___ Dataset content

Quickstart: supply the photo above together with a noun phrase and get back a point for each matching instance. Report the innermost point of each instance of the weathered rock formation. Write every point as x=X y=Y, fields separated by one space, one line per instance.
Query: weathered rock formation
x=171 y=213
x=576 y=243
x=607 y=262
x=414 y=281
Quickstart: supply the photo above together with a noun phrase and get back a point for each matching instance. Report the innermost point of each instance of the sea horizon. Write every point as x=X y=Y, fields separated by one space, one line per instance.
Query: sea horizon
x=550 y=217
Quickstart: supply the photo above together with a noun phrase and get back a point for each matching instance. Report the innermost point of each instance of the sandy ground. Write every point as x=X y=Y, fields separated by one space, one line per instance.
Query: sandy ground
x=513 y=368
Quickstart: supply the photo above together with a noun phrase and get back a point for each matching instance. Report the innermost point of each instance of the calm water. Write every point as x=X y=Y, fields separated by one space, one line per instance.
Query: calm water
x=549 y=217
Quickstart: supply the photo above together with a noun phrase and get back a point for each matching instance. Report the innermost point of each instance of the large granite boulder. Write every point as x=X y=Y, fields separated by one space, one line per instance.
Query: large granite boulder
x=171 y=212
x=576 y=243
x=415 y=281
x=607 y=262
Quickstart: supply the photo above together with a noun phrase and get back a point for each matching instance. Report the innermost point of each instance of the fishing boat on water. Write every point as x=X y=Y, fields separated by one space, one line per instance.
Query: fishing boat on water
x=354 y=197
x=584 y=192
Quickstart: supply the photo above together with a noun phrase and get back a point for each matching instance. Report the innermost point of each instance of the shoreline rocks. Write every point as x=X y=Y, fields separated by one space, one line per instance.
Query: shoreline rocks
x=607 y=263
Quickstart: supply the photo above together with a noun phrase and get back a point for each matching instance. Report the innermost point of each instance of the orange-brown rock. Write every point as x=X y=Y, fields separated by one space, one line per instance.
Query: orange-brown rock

______

◆ **Exercise details**
Every record above is to be copied exactly.

◆ **Result**
Quickstart: supply the photo above together with a noun phrase and get back a point for each matching instance. Report the innermost point of each instance of the weathered rock formation. Write every point as x=X y=Y, fields separated by one space, one line per instance.
Query: weathered rock formation
x=171 y=213
x=576 y=243
x=607 y=262
x=414 y=281
Quickstart: supply the photo above together with a noun phrase and get back a point for each matching instance. Report the innermost point of each instance of the sea horizon. Write every point as x=X y=Y, fields separated by one space, one line per instance.
Query: sea horizon
x=550 y=217
Quickstart: supply the photo above together with a noun phrase and get back a point for each matching instance. Report the innermost point of each instance of the sandy ground. Write every point as x=X y=Y, fields separated by one space, one line per instance.
Query: sandy ground
x=513 y=368
Quickstart: supply the photo above together with a noun phrase and get back a point for each matching instance. Report the innermost point of each instance of the calm water. Write every point as x=X y=Y, fields separated by one space, one line per instance.
Query: calm water
x=549 y=217
Quickstart: supply the photo above together with a noun phrase and get back a point for each matching instance. Report the innermost point of each instance of the large granite boulder. Write every point as x=X y=Y, fields separated by one space, one line per instance.
Query: large granite boulder
x=171 y=212
x=576 y=243
x=415 y=281
x=607 y=262
Quickstart: supply the photo above together with a noun phrase and get back a point for each matching instance. Report the innermost point of each instance of the fishing boat on water. Write every point as x=X y=Y, fields separated by one space, one line per instance.
Query: fishing boat on water
x=354 y=197
x=584 y=192
Quickstart: supply the photo above together with a noun phrase and get back a point for each matching instance. Report the innermost point of each instance of the shoreline rocks. Write every point as x=X y=Y, fields separated by one space, one line per instance.
Query: shoreline rocks
x=607 y=263
Quickstart: supply the photo above together with a noun phrase and get back a point for each matching instance. Report the innermost point of each instance of the orange-brown rock. Write every point as x=X y=Y, fields separated by one space, one line per instance.
Query: orange-brown rock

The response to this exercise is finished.